- Set exercise A: Reproduce the roofing post from "They said that because" to "not need doing?", swapping "roofing guys" for "roofers" throughout that stretch.
- Set exercise B: Please check each statement against the roofing post, answering yes or no and quoting the words that decide it: (i) The job included the front door. (ii) The company offered to re-do the bottom canopy. (iii) The best answer says felt or drip trays are always needed going into gutters.

-- start Document section --

I had a job done by st helens windows. A conservatory, guttering fascias and soffits, all the windows and the front door.

They have just finished and I have had a look around. The canopy on the first floor i noticed did not have any felt from under the tiles into the guttering. i asked them about it and they said that was not included in the price. So i said when i got a quote before they came the roofing guys said they would strip the tiles back and re-felt everything. So i naturally thought if st helens windows were going to do it they would do it properly like i quoted.

However they have offered to re-do the bottom canopy but now im worried that they haven't done the actual roof.

They said that because the roof bit did not have a soffit it did not need refelting. Now again before i went with st helens windows the roofing guys said they would strip back and do everything.

Am i being picky for wanting the felt doing on the roof or are they right in saying it does not need doing?

Please any advice would be great


17th Novemeber, Thank you for your responses they have been informative and very helpful.

We went down to the house and spoke to the lad who came around. He came to put in the drip felting. I cant remember what it was called but it was black plastic thing. He removed the tiles and but it beneath the tiles into the guttering.

which I am happy about because it is peace of mind and since we are getting new plastering put in we dont want damp problems.

But still, it would of been nice to be able to trust a company to do the job right first time :(

thanks again



4 Answers from MyBuilder Roofers

Best Answer

You do not actually need felt or drip trays going into your gutters, if your tiles are set at the right gauge from the start then the tiles should lap half way into your gutter. The only time you need felt or drip trays going into your gutters is if the tiles don't allow the rain water to go straight in to your gutters and run behind your fascia into your soffit, a lot of people just say you need them, so they can rip people off and do it anyway. Fact!

-- end Document section --
-- start Dataset content --

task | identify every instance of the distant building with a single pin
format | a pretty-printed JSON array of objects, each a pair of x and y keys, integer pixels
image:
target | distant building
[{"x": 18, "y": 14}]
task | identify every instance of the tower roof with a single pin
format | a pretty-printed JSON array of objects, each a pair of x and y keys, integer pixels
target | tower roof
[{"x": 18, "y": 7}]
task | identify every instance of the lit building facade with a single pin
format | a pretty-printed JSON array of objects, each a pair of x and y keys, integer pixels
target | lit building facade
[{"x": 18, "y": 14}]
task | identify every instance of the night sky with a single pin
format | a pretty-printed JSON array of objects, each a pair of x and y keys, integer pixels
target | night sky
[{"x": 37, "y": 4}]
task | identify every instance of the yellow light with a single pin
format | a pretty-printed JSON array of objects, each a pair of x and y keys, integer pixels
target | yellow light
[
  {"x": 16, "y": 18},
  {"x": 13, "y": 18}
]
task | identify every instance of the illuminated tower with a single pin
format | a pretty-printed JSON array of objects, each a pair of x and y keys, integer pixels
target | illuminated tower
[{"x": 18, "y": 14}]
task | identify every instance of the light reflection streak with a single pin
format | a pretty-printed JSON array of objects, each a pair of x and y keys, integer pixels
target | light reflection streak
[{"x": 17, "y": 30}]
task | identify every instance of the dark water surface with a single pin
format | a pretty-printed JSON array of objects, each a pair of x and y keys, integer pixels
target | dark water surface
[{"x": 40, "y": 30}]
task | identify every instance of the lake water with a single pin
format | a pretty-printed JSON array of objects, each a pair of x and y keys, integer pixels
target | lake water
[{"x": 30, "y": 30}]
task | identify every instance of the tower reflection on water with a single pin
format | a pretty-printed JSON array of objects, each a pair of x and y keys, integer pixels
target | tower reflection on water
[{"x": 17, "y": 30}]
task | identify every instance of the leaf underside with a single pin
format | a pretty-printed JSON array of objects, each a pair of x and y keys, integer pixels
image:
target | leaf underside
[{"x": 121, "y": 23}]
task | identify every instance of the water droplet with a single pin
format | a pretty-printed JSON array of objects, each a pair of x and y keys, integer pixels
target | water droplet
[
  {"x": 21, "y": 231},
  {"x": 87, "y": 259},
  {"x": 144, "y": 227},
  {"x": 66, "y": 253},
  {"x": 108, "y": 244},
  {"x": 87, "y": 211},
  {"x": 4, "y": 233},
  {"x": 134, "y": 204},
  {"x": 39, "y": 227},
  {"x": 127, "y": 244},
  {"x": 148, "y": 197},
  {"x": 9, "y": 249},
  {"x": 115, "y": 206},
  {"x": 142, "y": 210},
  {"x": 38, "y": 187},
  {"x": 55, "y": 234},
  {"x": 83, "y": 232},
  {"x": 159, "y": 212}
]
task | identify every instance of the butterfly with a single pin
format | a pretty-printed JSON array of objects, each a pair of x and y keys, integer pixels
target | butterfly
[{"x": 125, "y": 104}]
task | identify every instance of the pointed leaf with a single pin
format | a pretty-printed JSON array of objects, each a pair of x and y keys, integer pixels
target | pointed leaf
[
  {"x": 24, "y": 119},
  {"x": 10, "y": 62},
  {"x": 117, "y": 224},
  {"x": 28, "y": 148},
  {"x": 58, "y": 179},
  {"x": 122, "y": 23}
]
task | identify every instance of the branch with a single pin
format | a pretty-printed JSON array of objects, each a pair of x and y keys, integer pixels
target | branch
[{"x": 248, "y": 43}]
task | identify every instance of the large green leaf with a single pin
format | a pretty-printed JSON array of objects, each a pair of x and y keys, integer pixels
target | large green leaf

-- end Dataset content --

- Written answer A:
They said that because the roof bit did not have a soffit it did not need refelting. Now again before i went with st helens windows the roofers said they would strip back and do everything.

Am i being picky for wanting the felt doing on the roof or are they right in saying it does not need doing?

- Written answer B:
(i) Yes: "all the windows and the front door"
(ii) Yes: "they have offered to re-do the bottom canopy"
(iii) No: "You do not actually need felt or drip trays going into your gutters"